§ **Material provided**
========

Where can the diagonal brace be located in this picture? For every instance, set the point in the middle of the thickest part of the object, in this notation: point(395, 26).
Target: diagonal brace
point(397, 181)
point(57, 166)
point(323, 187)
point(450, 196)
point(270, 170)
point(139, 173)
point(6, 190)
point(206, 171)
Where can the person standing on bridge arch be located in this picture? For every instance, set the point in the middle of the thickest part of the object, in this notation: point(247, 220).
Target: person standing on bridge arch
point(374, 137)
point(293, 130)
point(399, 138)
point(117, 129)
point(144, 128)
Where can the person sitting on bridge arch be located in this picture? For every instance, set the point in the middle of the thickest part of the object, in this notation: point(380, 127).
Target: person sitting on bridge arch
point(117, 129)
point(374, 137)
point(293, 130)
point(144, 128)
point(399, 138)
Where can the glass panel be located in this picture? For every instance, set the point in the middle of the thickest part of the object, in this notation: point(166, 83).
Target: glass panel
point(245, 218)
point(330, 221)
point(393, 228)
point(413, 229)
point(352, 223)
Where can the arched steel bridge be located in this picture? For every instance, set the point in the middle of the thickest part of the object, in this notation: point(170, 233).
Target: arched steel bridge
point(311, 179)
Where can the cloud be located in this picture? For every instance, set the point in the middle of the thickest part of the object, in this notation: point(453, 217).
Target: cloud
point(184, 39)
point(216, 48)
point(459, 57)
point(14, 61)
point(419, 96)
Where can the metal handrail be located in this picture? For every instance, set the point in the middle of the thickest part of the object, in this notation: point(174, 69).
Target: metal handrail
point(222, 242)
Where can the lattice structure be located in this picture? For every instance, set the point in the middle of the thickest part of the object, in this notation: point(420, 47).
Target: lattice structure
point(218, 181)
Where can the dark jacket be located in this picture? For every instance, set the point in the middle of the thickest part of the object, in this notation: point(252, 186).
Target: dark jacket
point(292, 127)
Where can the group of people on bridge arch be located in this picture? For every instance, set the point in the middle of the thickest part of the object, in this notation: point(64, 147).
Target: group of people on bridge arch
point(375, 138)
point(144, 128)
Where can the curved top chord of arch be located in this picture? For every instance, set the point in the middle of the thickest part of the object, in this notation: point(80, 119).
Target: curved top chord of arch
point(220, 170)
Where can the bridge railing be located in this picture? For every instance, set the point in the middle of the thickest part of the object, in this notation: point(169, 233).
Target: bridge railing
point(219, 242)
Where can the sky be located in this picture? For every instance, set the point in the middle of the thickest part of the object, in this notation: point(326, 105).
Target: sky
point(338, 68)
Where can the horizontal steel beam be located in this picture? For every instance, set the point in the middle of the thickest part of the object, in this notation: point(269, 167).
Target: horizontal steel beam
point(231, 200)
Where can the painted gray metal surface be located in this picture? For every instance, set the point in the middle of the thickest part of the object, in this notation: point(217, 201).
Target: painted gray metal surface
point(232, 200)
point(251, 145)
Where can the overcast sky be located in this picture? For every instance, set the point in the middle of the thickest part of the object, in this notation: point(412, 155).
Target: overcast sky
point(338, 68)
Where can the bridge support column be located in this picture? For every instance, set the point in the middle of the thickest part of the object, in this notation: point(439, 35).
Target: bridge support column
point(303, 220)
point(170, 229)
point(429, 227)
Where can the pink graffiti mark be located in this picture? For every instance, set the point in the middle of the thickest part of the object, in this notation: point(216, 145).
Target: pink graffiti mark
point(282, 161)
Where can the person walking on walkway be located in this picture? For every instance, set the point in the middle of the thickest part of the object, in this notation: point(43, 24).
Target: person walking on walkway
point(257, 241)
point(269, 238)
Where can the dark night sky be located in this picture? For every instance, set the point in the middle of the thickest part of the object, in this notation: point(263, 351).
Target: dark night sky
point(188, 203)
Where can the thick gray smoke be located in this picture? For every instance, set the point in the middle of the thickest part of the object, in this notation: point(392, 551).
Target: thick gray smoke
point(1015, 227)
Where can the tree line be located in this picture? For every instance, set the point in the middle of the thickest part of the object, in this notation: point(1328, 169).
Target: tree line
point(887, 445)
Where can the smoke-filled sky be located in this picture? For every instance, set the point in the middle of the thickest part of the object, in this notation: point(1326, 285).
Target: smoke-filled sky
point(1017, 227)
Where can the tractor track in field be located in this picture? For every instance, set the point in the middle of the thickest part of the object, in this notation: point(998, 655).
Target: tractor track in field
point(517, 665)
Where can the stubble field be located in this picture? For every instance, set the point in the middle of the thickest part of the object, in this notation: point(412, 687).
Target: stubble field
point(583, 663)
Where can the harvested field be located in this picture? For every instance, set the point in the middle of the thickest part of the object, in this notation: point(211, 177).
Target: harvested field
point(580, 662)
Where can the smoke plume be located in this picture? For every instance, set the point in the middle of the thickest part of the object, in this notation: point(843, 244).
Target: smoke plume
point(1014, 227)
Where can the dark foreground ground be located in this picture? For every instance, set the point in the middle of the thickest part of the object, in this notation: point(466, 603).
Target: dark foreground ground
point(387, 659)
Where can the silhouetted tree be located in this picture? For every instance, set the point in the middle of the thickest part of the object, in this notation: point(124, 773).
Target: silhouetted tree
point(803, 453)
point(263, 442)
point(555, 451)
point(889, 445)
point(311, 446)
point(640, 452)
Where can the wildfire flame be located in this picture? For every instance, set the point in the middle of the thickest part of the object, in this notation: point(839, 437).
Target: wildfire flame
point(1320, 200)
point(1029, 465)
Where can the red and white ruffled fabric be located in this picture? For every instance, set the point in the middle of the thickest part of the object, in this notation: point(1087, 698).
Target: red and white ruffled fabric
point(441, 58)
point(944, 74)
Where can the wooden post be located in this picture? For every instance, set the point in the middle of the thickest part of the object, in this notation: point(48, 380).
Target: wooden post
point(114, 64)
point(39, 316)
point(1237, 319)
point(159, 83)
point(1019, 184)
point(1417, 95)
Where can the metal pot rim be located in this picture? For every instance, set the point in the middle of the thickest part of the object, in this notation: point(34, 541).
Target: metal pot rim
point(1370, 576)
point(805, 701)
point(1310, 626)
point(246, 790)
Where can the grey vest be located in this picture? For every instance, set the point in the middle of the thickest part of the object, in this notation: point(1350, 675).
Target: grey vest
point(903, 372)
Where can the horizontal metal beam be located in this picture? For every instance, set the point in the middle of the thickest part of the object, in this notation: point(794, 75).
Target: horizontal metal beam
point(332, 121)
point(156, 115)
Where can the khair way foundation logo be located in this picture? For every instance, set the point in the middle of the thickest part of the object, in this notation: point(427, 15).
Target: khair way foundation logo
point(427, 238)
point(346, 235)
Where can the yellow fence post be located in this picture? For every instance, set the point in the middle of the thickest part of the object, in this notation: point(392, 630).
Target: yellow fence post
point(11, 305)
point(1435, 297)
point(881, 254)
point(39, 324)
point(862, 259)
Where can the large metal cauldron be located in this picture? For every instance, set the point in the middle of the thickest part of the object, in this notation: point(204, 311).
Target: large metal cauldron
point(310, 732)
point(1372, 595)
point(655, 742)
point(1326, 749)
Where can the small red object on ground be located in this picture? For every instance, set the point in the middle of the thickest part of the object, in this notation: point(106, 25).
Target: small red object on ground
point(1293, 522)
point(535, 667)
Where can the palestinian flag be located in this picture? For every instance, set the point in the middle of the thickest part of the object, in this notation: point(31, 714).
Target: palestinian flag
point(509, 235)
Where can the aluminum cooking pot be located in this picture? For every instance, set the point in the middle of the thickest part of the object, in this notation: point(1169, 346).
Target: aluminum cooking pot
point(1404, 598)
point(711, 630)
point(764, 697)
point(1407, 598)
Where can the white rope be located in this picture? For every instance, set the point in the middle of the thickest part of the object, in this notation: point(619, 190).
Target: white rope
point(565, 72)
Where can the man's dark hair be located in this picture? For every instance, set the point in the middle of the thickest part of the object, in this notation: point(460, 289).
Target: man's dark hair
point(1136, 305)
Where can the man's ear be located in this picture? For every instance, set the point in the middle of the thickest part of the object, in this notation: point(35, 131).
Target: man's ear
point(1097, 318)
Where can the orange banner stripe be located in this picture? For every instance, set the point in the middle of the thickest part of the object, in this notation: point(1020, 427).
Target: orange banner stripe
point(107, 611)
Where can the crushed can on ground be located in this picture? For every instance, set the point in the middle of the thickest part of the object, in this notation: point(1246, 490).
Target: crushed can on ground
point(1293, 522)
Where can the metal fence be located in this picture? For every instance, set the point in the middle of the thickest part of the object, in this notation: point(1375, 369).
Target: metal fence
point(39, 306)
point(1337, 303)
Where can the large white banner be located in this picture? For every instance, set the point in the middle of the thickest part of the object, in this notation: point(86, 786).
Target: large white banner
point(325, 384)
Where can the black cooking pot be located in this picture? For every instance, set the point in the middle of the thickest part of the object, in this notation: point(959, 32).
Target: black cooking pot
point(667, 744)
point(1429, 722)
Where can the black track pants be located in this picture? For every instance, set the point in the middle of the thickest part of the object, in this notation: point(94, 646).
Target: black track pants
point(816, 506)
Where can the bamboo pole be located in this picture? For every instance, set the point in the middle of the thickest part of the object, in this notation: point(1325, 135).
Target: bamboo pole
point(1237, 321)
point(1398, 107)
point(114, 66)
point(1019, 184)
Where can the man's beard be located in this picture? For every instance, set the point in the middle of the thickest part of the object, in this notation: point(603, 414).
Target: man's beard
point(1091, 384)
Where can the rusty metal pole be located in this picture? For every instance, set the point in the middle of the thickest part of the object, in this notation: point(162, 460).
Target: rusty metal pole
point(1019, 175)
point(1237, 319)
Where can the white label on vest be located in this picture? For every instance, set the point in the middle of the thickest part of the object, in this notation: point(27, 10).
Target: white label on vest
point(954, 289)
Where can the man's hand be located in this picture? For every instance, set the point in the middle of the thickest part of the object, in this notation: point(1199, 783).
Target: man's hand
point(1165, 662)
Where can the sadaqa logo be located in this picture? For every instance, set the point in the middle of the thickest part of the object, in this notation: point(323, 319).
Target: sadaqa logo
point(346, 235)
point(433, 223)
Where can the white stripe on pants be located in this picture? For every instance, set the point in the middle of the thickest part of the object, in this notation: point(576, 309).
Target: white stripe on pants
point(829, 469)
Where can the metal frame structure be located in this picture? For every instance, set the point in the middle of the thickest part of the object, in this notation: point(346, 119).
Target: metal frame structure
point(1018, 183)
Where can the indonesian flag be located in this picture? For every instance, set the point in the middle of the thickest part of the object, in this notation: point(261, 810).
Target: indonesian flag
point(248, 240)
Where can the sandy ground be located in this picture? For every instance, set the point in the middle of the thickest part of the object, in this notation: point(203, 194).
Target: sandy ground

========

§ **Job**
Copy the material without changes, starting at the line that contains "Where can the large metal" and ending at the line that contains "point(1326, 749)", with both of those lines included.

§ **Correct output**
Where can the large metal cauldron be located in this picture? For every instance, set the point in the middle of the thickest part of the object, in this notation: point(204, 311).
Target: large metal cauldron
point(310, 732)
point(1372, 595)
point(655, 742)
point(1326, 749)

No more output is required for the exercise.